[Given exercise]
Pick up the piece on Nintendo's Breath of the Wild expansion pass after its last sentence and keep writing it.

[Text]
>> START
This morning, I profess, I experienced a sensation of inordinate sadness, and no, not due to my usual ruminations regarding being a millennial, or existential ennui, or depression, or any combination of the aforementioned things.
Nintendo, in a tepid mimicry of the business model of several other game publishers, have announced a Legend of Zelda: Breath of the Wild Season Pass Expansion Pass, which will retail at $19.99 USD. This Pass, which will release content periodically over the duration of this year, will be instigated with three treasure chests containing “useful items” and one cosmetic item. This will be proceeded by the next instalment in the American Summer, with “A new Cave of Trials challenge”, “Hard mode”, “A new feature for the in-game map”, and then a later release with “a new dungeon”, “a new “original story”, and other additional “challenges”.
>> END
[Supplied records]
>> START
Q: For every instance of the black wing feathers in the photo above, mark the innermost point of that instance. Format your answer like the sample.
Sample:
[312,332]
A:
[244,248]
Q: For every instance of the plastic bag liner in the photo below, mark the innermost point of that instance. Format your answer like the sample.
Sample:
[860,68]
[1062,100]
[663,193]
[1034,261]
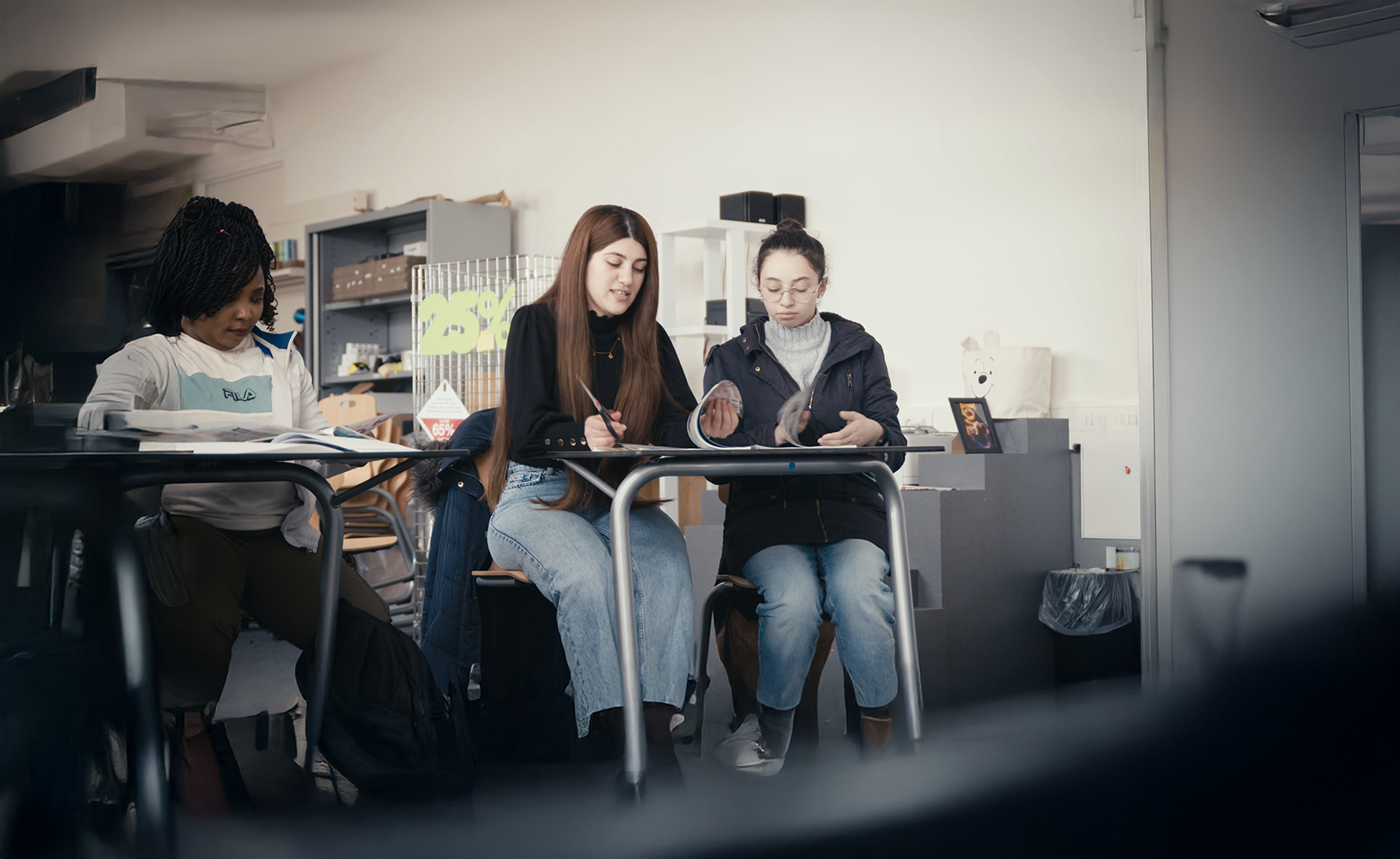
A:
[1088,602]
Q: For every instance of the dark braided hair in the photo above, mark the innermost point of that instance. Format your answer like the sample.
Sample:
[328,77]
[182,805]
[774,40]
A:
[205,258]
[789,236]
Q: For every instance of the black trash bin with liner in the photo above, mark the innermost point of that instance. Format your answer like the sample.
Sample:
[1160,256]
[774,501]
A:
[1092,615]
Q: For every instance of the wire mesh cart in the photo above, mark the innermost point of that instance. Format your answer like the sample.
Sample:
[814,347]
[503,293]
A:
[461,322]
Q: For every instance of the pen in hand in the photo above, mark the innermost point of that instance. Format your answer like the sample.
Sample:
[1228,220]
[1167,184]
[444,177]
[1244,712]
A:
[601,410]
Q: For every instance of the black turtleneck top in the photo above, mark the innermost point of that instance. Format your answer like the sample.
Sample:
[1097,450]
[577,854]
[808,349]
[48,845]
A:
[532,386]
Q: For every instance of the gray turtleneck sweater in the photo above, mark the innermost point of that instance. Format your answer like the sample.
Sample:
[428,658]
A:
[799,350]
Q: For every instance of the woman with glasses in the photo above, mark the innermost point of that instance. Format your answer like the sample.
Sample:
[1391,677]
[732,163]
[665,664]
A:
[811,543]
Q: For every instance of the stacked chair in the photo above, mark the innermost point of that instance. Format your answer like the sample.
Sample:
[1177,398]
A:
[377,519]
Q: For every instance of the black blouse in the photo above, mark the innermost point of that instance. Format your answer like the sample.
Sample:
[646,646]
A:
[532,386]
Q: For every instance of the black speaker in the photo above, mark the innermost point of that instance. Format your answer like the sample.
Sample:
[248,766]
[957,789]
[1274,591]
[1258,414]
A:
[790,206]
[752,206]
[717,311]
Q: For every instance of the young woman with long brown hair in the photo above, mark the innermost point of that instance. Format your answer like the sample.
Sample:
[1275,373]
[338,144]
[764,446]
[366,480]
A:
[597,322]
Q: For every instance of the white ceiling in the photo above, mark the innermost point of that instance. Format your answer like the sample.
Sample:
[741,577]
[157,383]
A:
[275,42]
[237,41]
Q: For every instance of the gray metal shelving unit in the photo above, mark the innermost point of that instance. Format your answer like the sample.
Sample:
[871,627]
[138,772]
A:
[454,231]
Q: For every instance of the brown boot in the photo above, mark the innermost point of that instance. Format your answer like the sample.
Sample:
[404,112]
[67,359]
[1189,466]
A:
[195,765]
[875,726]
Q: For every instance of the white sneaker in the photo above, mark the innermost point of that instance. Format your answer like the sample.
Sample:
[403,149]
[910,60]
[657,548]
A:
[754,761]
[744,736]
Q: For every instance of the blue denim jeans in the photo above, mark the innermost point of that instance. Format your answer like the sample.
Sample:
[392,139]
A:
[569,558]
[860,605]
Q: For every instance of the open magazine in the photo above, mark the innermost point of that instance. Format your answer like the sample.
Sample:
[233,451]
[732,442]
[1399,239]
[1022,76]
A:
[210,431]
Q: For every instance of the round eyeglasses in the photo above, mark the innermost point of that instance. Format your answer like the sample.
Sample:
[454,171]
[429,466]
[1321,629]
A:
[799,294]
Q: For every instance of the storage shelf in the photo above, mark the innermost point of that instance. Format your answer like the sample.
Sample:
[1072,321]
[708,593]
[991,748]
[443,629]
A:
[356,304]
[713,228]
[368,377]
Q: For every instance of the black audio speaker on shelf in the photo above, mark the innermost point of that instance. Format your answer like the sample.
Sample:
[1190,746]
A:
[717,311]
[790,206]
[752,206]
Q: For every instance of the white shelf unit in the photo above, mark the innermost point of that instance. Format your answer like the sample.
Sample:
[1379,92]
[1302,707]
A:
[454,231]
[725,273]
[724,241]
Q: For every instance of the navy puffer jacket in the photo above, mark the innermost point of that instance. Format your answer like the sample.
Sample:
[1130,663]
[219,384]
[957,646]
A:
[777,511]
[451,617]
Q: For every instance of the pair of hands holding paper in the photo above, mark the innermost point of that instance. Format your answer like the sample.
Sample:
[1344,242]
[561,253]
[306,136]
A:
[720,420]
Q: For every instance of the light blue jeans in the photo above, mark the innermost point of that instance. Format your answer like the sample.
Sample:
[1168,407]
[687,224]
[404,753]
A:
[569,558]
[860,605]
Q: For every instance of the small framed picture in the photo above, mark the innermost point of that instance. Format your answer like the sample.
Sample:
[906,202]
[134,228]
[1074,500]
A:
[975,427]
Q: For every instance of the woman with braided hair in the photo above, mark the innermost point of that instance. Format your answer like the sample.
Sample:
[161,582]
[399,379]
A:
[237,546]
[811,543]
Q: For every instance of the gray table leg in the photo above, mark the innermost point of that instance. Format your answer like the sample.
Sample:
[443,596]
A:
[635,733]
[906,642]
[154,826]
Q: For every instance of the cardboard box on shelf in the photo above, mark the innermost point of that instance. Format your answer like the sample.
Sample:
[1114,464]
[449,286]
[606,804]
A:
[391,276]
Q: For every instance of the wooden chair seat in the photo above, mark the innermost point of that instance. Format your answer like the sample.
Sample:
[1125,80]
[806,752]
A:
[500,575]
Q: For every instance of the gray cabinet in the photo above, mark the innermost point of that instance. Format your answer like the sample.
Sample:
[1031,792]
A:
[454,231]
[982,546]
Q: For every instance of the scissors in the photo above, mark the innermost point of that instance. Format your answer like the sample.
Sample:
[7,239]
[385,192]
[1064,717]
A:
[600,407]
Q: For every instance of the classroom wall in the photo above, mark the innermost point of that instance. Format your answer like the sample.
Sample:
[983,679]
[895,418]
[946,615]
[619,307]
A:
[1259,455]
[1380,320]
[969,167]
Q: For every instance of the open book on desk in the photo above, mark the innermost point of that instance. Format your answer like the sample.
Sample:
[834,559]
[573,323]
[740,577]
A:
[209,431]
[789,417]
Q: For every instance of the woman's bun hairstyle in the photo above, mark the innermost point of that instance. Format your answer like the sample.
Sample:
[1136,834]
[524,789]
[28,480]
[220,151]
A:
[790,236]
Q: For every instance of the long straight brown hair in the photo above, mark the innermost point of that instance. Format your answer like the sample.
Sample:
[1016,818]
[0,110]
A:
[641,390]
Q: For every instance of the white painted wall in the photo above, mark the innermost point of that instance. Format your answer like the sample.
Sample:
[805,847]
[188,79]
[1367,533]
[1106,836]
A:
[1259,437]
[969,167]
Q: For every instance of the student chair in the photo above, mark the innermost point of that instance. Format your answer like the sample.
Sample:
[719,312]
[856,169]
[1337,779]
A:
[377,519]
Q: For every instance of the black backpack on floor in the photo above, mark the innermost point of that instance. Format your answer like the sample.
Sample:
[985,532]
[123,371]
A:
[388,728]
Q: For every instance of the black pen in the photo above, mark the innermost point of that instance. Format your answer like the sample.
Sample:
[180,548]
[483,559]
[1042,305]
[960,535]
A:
[600,407]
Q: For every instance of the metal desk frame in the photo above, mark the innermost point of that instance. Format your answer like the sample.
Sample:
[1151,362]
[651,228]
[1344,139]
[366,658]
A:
[746,464]
[115,470]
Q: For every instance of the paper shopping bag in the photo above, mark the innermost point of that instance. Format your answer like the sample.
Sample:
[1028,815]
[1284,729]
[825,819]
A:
[1014,380]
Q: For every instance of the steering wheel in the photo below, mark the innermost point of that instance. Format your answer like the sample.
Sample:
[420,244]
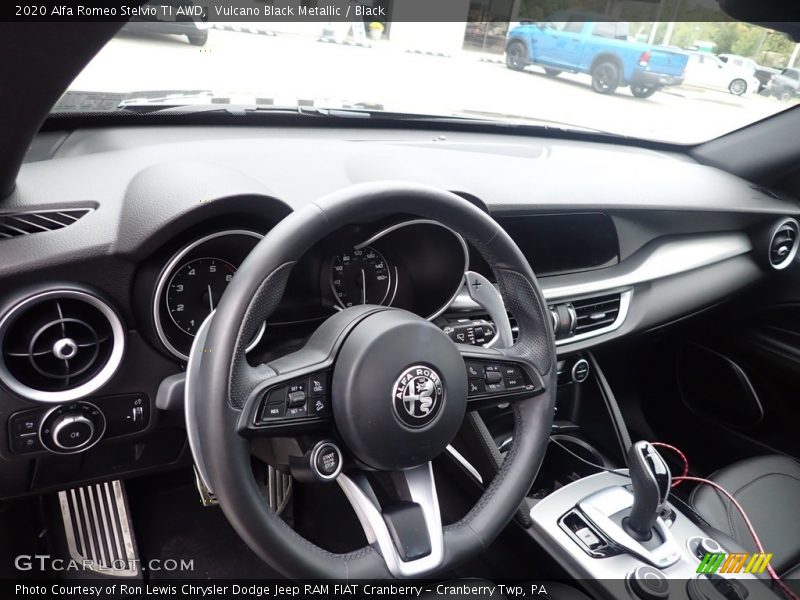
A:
[398,395]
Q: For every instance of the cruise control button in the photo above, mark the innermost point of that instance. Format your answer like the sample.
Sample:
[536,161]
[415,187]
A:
[493,377]
[476,386]
[495,387]
[273,411]
[296,411]
[474,370]
[318,407]
[317,386]
[277,396]
[298,386]
[296,398]
[514,382]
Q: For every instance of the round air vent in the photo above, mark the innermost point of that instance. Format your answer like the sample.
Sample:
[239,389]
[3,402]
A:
[783,244]
[59,345]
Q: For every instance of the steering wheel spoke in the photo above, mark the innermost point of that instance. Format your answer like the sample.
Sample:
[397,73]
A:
[498,375]
[407,532]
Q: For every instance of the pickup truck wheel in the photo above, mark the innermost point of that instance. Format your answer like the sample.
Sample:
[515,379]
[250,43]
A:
[737,87]
[605,77]
[515,56]
[643,91]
>> END
[Output for this exercise]
Cosmetic items, whilst being Machiavellian and avaricious inventions that companies employ for the sole purpose of monetary gain, are the more trivial facets of the Pass. Rather, it is inclusion of Hard mode, auxiliary dungeons and trials, and their inferred occlusion from the main retail release, that ought to be enkindling some sort of exasperation or indignation. Whilst Hard mode and Cave of Ordeal challenges are near synonymous with the Zelda series, and despite never a prerequisite for finishing the narrative of the game, they were irrefutably certainties for anyone wishing to attempt 100% completion. Even without a cynical lens, it is hardly difficult to envision how shrewd autocrats saw a lucrative and exploitable opportunity, and decreed that such mainstays be removed from the main game to guarantee an additional transaction for the consumer. One only needs to examine the phraseology employed in “Expansion Pass” to realise that this does not “expand” on the game in any way whatsoever.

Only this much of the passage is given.